Set task — Begin with the line containing "the white car" and copy each line exactly through the last line of the entries, inclusive.

┏━━

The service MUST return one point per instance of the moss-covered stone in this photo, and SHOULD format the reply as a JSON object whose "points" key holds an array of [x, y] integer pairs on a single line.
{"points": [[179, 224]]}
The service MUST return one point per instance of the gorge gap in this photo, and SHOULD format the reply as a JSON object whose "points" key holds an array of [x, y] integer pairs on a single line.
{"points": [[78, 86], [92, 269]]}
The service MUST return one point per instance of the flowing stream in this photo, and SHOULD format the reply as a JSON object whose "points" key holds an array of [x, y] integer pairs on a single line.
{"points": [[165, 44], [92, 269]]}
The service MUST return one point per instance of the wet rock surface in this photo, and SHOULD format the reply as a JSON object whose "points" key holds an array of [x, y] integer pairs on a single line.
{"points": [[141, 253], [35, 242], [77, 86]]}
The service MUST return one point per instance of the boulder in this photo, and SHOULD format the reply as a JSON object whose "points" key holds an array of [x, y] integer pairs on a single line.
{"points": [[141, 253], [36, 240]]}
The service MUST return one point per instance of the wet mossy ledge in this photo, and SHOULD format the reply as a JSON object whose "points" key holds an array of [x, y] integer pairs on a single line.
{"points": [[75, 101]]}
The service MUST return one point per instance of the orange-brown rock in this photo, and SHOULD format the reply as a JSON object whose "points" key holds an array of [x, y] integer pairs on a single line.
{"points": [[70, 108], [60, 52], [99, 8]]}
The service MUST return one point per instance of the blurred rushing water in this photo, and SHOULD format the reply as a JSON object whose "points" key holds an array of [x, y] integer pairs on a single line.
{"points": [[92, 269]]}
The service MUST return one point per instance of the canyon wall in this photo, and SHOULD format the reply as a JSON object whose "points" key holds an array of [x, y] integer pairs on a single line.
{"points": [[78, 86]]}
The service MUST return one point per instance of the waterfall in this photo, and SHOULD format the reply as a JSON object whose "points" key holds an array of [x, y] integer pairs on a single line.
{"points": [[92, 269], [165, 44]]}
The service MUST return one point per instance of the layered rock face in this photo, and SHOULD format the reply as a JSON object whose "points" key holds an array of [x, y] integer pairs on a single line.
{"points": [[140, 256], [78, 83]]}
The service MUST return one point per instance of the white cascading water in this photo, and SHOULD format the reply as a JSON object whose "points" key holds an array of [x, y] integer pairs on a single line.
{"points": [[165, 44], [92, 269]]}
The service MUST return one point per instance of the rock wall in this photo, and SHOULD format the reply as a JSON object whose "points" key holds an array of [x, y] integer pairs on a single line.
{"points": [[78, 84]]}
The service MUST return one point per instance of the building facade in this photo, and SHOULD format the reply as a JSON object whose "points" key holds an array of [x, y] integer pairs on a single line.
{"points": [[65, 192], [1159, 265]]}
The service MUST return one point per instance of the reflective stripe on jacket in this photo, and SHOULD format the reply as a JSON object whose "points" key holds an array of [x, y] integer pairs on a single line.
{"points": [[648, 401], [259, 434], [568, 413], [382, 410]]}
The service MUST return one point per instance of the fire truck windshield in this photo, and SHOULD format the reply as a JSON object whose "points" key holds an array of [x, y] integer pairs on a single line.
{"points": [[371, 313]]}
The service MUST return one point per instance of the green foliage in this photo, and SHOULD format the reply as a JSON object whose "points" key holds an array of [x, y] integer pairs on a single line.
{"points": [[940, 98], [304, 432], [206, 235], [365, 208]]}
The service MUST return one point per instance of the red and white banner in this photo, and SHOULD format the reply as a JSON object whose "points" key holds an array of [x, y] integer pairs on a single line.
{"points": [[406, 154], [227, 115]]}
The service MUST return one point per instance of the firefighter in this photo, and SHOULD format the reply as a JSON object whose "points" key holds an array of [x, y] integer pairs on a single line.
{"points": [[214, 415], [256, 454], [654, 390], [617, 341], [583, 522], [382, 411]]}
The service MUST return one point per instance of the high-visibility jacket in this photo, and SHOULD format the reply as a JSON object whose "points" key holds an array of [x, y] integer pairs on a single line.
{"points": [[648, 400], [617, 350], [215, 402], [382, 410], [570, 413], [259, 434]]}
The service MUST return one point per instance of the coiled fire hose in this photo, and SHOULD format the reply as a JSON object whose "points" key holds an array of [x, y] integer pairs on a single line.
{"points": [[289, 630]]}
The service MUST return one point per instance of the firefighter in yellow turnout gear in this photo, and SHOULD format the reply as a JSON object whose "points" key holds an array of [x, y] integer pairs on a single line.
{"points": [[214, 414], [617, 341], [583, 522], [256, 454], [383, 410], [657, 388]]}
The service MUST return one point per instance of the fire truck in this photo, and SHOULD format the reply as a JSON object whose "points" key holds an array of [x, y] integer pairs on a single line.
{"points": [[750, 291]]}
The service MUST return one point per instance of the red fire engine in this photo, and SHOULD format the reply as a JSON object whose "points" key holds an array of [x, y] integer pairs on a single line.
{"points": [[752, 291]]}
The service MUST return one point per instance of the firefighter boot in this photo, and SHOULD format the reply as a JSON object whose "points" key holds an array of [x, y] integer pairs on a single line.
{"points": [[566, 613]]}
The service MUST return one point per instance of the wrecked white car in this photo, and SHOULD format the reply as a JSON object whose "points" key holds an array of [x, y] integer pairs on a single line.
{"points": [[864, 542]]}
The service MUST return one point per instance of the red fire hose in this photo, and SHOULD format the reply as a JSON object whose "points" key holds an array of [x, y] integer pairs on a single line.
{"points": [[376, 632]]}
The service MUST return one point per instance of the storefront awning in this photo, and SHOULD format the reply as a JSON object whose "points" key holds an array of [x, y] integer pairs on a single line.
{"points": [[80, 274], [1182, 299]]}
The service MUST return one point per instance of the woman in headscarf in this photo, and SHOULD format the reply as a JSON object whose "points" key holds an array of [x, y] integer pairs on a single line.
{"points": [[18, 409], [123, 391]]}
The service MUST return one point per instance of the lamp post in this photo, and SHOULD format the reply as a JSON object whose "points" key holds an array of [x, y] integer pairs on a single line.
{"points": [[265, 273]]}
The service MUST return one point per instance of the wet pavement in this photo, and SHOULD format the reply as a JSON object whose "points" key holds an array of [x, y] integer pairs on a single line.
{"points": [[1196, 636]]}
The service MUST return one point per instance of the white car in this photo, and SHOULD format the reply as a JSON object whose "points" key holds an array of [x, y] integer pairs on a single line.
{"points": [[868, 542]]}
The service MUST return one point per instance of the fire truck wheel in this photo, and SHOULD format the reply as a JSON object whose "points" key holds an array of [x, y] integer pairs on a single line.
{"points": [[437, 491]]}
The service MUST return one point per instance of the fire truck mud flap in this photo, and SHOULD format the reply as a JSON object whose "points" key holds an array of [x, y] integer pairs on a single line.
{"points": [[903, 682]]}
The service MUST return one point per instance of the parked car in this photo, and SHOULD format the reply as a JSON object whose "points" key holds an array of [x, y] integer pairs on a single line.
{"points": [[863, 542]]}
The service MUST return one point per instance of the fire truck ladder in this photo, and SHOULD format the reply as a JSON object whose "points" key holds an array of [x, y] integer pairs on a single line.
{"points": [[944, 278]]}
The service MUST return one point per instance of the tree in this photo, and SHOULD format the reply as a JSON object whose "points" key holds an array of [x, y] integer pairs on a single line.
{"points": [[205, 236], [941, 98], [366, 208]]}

┗━━

Answer to the task —
The service MUST return one point per instance of the white car in this photo, and SHOULD format the reply as a JSON object whose "points" key holds an array of [x, y] integer pairs on a single line.
{"points": [[868, 542]]}
The service MUST return one point per instance of the fire truck wheel in this photo, and SHOULD format the reply as a JSON object whose "points" key holds an array of [x, y] integer pairs on a single line.
{"points": [[437, 491]]}
The service MUST return one point per instance of the fire truck mud flap in this photo, and SHOULD format the reply as a JSON object whose "points" key holds an array of [x, y] integer pairs on a single line.
{"points": [[903, 682]]}
The service MUST return one point per instance of the parked car in this photo, and SHOULD format the reply as a JSON object whose "points" key holds an array of [x, y] integer pairs on a single line.
{"points": [[863, 542]]}
The service MUST return one point per instance of the fire truck ladder in this photo, and SHOULD format the reply as a JSON object whose "points" key holds an array of [x, y] integer pairs on a single line.
{"points": [[944, 278]]}
The service MUST return one point per instance of the tree in this photo, and SHOULD format the reply as a JSON object whose "points" key holds an array of [x, y] integer pairs on a single line.
{"points": [[205, 236], [941, 98], [366, 208]]}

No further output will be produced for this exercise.